03/11/10 (月)
【2003総選挙】
自民伸びず、民主躍進 与党は絶対安定多数確保
 第43回総選挙は9日、全国300の小選挙区と11ブロックの比例区(総定数180)で投票、即日開票された。自民、公明、保守新の与党3党は絶対安定多数の269議席を確保、小泉政権は継続する。だが、自民党は前回総選挙の233を上回る237議席を獲得したが、目標の単独過半数には届かなかった。民主党は選挙前の137から177議席へと大きく躍進、比例区では第1党となった。首相が2年半の構造改革路線の実績を訴えた「政権選択選挙」で有権者の支持を万全に得られなかったことは、今後の政権運営や政策遂行に不安を残した。民主党の菅代表は政権交代は果たせなかったが、来夏の参院選や次の総選挙への足がかりを築き、両党が政権を競う「二大政党」の様相が深まった。小選挙区の投票率は都道府県選管発表の集計で59.86%。00年6月の前回選挙の62.49%を下回った。

強まる二大政党化 共産と社民は1けたの議席
 今回の総選挙では、マニフェスト(政権公約)を前面に掲げた自民、民主両党による「政権選択選挙」となった結果、唯一、34議席に伸ばした公明党を除き、共産党は9、社民党は6、保守新党は4議席とそれぞれ1けたにとどまるなど小党には厳しい結果となった。二大政党に収斂(しゅうれん)しやすい小選挙区比例代表並立制が3度目の選挙で定着してきた結果ともいえるが、そのもとで多様な民意をどのように国会に反映させるか、課題も残した。
 小泉首相は9日夜、「与党3党で安定多数を取れば、継続して頑張れということだ。公約に従って、改革を推進する」と述べ、自らの構造改革路線が信任されたとの認識を示した。与党3党は10日、党首会談で連立政権の継続を確認する。
 自民党は同日夜、無所属で当選した江藤拓氏(宮崎2区)、古川禎久氏(同3区)の追加公認を決定。このほか、無所属で当選した数人が入党する方向で、「実質的には単独過半数を確保した」(党幹部)との見方もある。
 ただ民主党の大幅な躍進を許したことで、有権者の全面的な支持を得たとは言い難い。自衛隊のイラク派遣や郵政・道路公団の民営化、年金改革など年末に向けて仕上げようとした政策課題で指導力を発揮できるか、不安も残した。また、9月の党総裁選での圧勝に続いて90年の総選挙以来果たせていない単独過半数を確保することで、中曽根元首相以来の長期政権の足場を固める戦略は実らなかった。

» **ポイント注釈レコード**
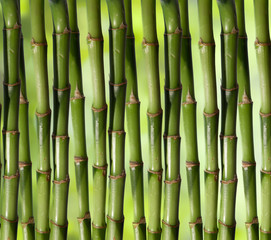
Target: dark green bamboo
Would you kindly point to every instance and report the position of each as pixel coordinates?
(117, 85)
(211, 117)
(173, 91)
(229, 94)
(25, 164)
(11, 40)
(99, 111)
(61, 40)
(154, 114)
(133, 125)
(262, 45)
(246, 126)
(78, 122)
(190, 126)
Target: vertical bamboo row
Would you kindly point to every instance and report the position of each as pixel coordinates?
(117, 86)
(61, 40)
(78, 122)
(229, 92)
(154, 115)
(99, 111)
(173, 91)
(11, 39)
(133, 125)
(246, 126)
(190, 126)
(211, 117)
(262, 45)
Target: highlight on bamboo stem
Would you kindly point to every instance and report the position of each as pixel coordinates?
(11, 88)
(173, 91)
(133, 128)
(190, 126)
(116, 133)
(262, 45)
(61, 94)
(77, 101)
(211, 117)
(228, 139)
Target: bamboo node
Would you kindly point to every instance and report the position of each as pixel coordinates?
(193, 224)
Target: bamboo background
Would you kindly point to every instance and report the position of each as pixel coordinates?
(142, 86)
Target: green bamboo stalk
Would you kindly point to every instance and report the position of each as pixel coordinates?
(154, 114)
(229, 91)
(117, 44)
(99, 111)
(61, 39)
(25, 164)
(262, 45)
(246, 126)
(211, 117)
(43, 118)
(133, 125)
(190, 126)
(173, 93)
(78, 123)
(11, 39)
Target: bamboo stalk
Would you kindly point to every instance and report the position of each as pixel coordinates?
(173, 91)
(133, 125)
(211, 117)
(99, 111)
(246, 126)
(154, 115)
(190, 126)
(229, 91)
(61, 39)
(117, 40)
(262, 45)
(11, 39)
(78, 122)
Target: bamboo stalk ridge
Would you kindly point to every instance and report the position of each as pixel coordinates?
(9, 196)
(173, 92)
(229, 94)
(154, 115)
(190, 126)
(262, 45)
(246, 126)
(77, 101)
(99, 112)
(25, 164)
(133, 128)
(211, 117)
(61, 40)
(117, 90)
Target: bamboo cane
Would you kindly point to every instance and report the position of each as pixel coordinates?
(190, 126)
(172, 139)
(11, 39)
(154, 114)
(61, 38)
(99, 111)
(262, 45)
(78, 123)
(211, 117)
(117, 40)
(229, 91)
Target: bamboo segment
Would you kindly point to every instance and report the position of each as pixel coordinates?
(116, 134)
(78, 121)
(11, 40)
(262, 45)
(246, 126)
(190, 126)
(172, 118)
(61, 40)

» **やること**
2003年総選挙についての本文に照らして、次の(a)〜(c)が本文と合っているかを「はい」か「いいえ」で答え、決め手となる本文の語句を引用してください。(a) 自民党は目標の単独過半数を獲得した。(b) 民主党は比例区で第1党となった。(c) 小選挙区の投票率は前回選挙を上回った。

» **解答**
(a) いいえ。「目標の単独過半数には届かなかった」
(b) はい。「比例区では第1党となった」
(c) いいえ。「00年6月の前回選挙の62.49%を下回った」